▶ Exercise brief
Reproduce the entire listing below line for line, keeping every character unchanged.

BEGIN Dataset records

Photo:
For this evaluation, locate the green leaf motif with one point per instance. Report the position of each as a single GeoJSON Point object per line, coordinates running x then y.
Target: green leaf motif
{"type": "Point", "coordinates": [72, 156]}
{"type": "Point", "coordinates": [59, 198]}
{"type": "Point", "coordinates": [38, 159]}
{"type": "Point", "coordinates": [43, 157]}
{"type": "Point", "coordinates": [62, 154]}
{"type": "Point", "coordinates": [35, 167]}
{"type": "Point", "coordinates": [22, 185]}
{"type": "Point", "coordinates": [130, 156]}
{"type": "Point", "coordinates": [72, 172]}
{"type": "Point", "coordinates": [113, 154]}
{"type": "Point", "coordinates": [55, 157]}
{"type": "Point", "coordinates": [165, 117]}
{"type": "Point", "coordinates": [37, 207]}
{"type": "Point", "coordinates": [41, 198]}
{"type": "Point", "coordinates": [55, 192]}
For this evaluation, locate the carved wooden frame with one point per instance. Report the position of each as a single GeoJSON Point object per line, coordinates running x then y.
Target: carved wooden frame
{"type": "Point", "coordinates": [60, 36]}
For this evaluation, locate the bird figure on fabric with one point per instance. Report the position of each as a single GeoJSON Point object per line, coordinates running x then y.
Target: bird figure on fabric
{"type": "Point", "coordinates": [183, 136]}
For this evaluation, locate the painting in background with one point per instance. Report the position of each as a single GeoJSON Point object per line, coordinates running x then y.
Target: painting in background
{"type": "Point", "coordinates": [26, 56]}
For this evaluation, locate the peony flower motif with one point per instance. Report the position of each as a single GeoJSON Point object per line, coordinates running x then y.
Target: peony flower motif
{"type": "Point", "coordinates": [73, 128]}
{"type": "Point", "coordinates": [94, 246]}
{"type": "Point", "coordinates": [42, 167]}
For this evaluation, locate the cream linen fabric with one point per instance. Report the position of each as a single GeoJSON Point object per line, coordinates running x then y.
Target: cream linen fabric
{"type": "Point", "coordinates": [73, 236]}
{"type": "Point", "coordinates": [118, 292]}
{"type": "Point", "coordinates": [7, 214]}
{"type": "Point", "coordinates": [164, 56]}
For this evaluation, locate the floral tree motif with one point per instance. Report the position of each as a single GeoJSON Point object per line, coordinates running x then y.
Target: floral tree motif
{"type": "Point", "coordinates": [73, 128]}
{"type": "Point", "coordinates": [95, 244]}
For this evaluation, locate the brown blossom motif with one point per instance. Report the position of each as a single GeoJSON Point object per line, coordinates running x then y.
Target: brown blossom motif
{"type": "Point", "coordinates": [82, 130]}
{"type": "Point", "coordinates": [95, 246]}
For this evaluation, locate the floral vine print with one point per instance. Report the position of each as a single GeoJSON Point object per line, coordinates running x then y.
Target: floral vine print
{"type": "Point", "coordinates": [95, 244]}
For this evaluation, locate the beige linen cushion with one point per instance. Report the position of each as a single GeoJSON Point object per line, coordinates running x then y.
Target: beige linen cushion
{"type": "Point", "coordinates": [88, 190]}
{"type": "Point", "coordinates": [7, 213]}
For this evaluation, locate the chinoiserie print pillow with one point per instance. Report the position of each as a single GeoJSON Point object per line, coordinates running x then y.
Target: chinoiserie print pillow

END Dataset records

▶ Task output
Photo:
For this evaluation, locate the green leaf motif with one point per instance. Report the position of each as a single GeoJSON Point object per line, coordinates running x then y.
Target: green leaf motif
{"type": "Point", "coordinates": [72, 156]}
{"type": "Point", "coordinates": [59, 198]}
{"type": "Point", "coordinates": [38, 159]}
{"type": "Point", "coordinates": [43, 157]}
{"type": "Point", "coordinates": [62, 154]}
{"type": "Point", "coordinates": [35, 167]}
{"type": "Point", "coordinates": [22, 185]}
{"type": "Point", "coordinates": [130, 156]}
{"type": "Point", "coordinates": [72, 172]}
{"type": "Point", "coordinates": [113, 154]}
{"type": "Point", "coordinates": [55, 157]}
{"type": "Point", "coordinates": [165, 117]}
{"type": "Point", "coordinates": [37, 207]}
{"type": "Point", "coordinates": [41, 198]}
{"type": "Point", "coordinates": [55, 192]}
For this evaluation, locate the carved wooden frame with one point per instance. Report the position of each as a single GeoJSON Point object per line, coordinates running x then y.
Target: carved wooden frame
{"type": "Point", "coordinates": [60, 36]}
For this evaluation, locate the bird figure on fabric with one point per instance. Report the position of each as a single GeoJSON Point object per line, coordinates running x then y.
Target: bird figure on fabric
{"type": "Point", "coordinates": [183, 136]}
For this evaluation, locate the painting in background with one point per instance. Report the position of each as a single GeoJSON Point object per line, coordinates running x then y.
Target: painting in background
{"type": "Point", "coordinates": [26, 56]}
For this evaluation, locate the peony flower motif with one point per instance. Report the position of each as a single GeoJSON Point object per line, coordinates running x then y.
Target: peony flower motif
{"type": "Point", "coordinates": [73, 128]}
{"type": "Point", "coordinates": [94, 246]}
{"type": "Point", "coordinates": [42, 167]}
For this evaluation, locate the cream linen fabric with one point per instance. Report the position of each as a single GeoJSON Point object per line, coordinates running x then y.
Target: cream linen fabric
{"type": "Point", "coordinates": [73, 236]}
{"type": "Point", "coordinates": [118, 292]}
{"type": "Point", "coordinates": [7, 214]}
{"type": "Point", "coordinates": [164, 56]}
For this evaluation, locate the floral tree motif with one point per instance. Report the position of each as a single GeoJSON Point object per line, coordinates running x then y.
Target: floral tree motif
{"type": "Point", "coordinates": [73, 128]}
{"type": "Point", "coordinates": [95, 244]}
For this evaluation, locate the brown blossom motif with one point per instance. Report the position of each as a single GeoJSON Point object per line, coordinates running x then y.
Target: brown blossom motif
{"type": "Point", "coordinates": [82, 130]}
{"type": "Point", "coordinates": [95, 246]}
For this evaluation, locate the floral vine print with one point per instance. Report the position of each as a single GeoJSON Point object per line, coordinates running x then y.
Target: floral vine print
{"type": "Point", "coordinates": [95, 244]}
For this evaluation, locate the beige linen cushion with one point per instance. Report the position of each as a single GeoJSON Point object per line, coordinates running x then y.
Target: beige linen cushion
{"type": "Point", "coordinates": [88, 190]}
{"type": "Point", "coordinates": [7, 213]}
For this evaluation, locate the chinoiserie print pillow with one point per instance. Report the position of each as a single GeoJSON Point object per line, coordinates running x then y.
Target: chinoiserie print pillow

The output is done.